* Task description:
Where a record contains an image, leave the image out and print the rest exactly.
Top of Records supplied
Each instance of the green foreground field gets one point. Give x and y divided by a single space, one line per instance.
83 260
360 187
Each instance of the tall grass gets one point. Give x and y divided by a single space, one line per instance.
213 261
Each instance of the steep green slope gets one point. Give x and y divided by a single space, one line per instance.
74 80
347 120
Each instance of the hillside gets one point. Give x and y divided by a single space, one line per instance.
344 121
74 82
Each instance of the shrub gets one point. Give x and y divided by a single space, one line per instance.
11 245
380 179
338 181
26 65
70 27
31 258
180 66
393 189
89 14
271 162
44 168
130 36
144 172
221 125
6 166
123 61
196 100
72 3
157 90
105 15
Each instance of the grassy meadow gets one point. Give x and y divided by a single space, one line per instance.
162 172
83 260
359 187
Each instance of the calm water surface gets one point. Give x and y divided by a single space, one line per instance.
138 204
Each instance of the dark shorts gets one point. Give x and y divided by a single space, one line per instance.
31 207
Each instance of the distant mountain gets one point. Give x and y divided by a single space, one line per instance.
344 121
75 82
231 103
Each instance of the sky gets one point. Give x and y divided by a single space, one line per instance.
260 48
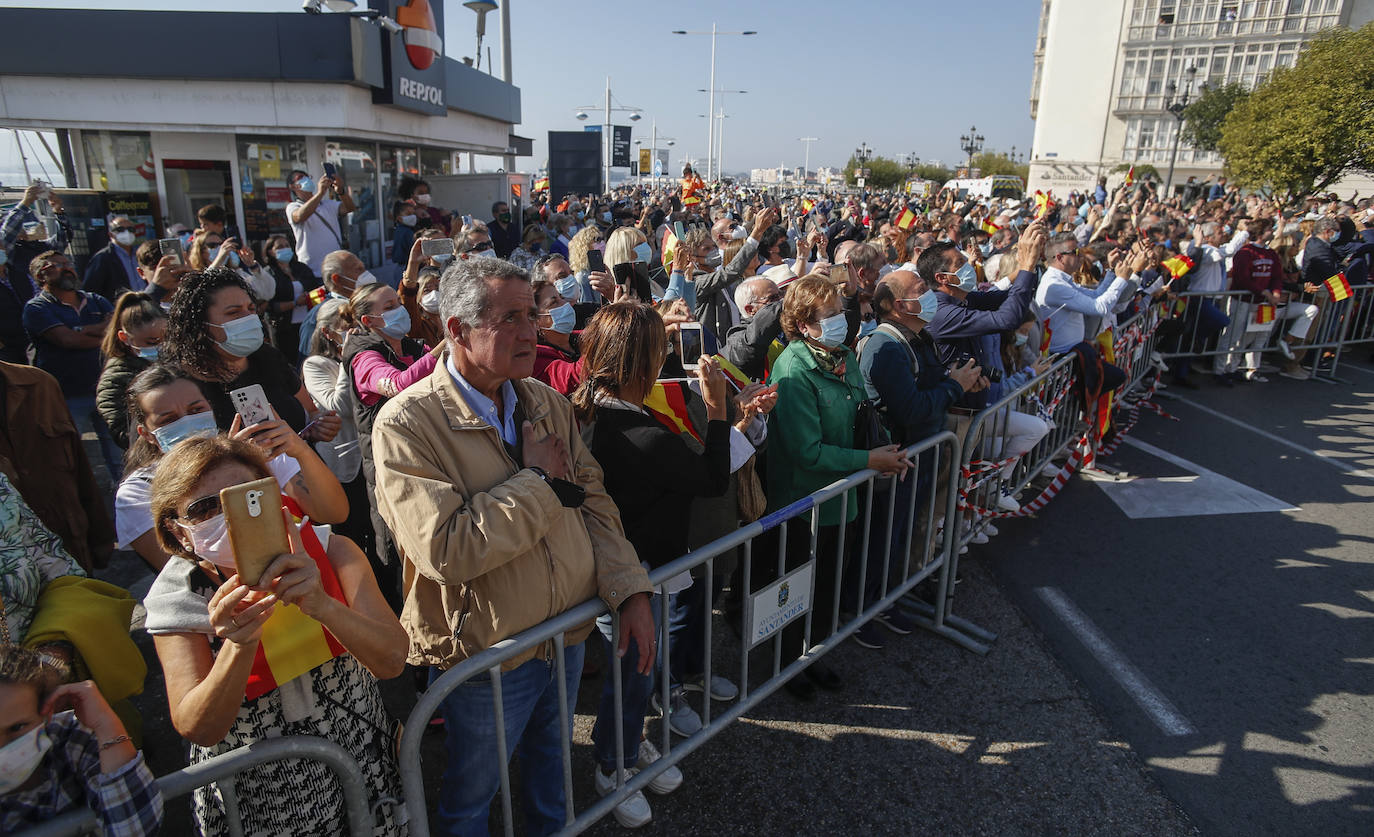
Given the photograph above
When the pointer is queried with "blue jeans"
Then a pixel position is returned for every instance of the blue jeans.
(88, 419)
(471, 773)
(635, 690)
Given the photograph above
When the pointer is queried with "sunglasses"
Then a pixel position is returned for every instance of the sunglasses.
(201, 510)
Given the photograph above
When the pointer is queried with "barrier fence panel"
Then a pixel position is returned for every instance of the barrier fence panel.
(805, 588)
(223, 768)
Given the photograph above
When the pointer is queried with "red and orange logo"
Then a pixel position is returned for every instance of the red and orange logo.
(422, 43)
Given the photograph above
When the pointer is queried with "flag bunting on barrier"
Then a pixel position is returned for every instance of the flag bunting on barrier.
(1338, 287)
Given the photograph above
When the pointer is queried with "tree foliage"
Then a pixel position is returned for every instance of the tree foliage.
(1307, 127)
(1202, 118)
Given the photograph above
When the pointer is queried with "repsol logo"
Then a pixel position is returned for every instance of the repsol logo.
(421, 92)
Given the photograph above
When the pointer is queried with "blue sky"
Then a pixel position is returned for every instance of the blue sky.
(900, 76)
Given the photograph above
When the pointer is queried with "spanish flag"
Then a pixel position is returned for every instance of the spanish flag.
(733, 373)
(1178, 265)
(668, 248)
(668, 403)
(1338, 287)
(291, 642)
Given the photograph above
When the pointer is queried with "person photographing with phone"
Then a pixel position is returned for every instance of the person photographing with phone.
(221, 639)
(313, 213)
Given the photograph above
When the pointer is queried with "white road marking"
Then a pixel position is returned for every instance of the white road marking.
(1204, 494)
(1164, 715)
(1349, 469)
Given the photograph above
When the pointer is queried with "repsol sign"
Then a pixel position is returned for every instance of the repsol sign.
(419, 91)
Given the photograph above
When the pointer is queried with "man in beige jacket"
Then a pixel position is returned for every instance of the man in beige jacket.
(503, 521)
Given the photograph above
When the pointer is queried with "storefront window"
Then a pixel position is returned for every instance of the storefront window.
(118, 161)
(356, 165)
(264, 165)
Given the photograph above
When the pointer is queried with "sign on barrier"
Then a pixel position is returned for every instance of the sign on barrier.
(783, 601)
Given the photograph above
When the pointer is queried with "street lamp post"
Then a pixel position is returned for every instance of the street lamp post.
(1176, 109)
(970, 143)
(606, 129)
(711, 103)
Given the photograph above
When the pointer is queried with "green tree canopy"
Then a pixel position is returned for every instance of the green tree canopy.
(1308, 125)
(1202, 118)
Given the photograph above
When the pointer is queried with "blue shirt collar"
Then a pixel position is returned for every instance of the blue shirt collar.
Bottom of Records supplied
* Solved exercise:
Each instance of the green foreground field gets one point. Give x and y divided by a single space, one line per instance.
83 260
360 187
Each instance of the tall grass gets one point. Give x and y divided by a single space, one line per instance.
213 261
Each instance of the steep green slope gets one point. Give x and y divided by a single space, one line per instance.
74 80
347 120
Each instance of the hillside gets one point. Give x and y divided by a single space, one line per instance.
344 121
74 82
Each instance of the shrub gets one point. Give x and y divided by a single space, one line per instance.
11 245
380 179
338 181
26 65
70 27
31 258
180 66
393 189
89 14
271 162
44 168
130 36
144 172
221 125
6 166
123 61
196 100
72 3
157 90
105 15
Each instance of the grassy meadow gets one point. Give x and y divided by a single space, one line per instance.
162 172
83 260
359 187
Each instance of the calm water surface gets one point. Give x and y divided by a single space, one line per instance.
138 204
Each instance of the dark shorts gets one point. Give x and y divided by a single space, one line per instance.
31 207
Each instance of the distant mountain gets one point. Give x and y divided by a single space, one line per instance.
344 121
75 82
231 103
Each instance of the sky gets one point. Give x and y divided by a single space, one line per instance.
260 48
Given the photograph above
When the pointer is queried with "blue jeans"
Then a pixel position is returned for every instance of the blue jeans.
(88, 419)
(471, 773)
(635, 690)
Given the photograph above
When the pointer is queried with "sunglasses"
Then a pixel position is returned for every instance of the sunglasses.
(201, 510)
Given the photograph above
When the pointer is queried with "barrier fence panel"
Then a pixel position is returned for every instance of the barrier fence panel.
(805, 588)
(223, 768)
Given the photograph above
When the pointer is queried with "red and orange logo"
Then a pixel position is returned for every instance of the red and orange logo.
(422, 43)
Given the photograph above
When the pointer is queried with "flag bunting on barrier"
Then a pixel position is returned for every instance of the flag bunting on barrier.
(1338, 287)
Given the photograph above
When the pointer is queried with "tree foliage"
Then a pixel position is returned for every instance of the tree foliage.
(1307, 127)
(1202, 118)
Given the photograph above
When the pointer is queried with "repsol logo"
Then a pixel position is returned for every instance of the repsol logo.
(421, 92)
Given the photograph above
When the pointer is queried with "blue sky"
Then a pixel position is returned for every instance of the blue sky.
(900, 76)
Given the photograph above
When the pointer is queried with "spanish flag"
Then a pixel position is returned for every instance of the spanish flag.
(733, 373)
(1178, 265)
(668, 248)
(668, 403)
(1338, 287)
(291, 642)
Given the photograph above
When the pointer is queried with "person photographing with phone"
Then a pixel position is returned for every instance of the person photographing with phone.
(221, 639)
(313, 213)
Given the photograph above
When the pointer is queried with "white road marking"
Then a pixel position is returned for every instance of the white road marking.
(1204, 494)
(1164, 715)
(1349, 469)
Given the photograph above
When the pointer is queried with "repsol sign"
Then a pixel position is returned for every instance of the repsol sign.
(419, 91)
Given the photograph above
When the pointer is queried with "man in beige jacket"
Then a pixel position is returned for every instance of the man in beige jacket.
(503, 521)
Given the photograph above
When the pointer is queried with "storefront window"
Then a pixel position is returned for every instance of the storefront window.
(118, 161)
(356, 165)
(264, 165)
Given the photograph above
When the pointer is queried with "sign on barrier"
Then a pixel position is returned for every instance of the sign on barrier.
(783, 601)
Given the photograph above
When the pointer is queried with "street lamp post"
Then a pixel position is returned for every instance of the street lamp post.
(1176, 109)
(970, 143)
(606, 129)
(711, 103)
Given the photograph above
When the pointer is queried with "green tree canopy"
Then a pixel position is returned for every instance of the green tree canopy.
(1308, 125)
(1202, 118)
Given the photograph above
When the pointer is queried with "blue shirt collar"
Then a pixel position is returned for every instance of the blue shirt collar.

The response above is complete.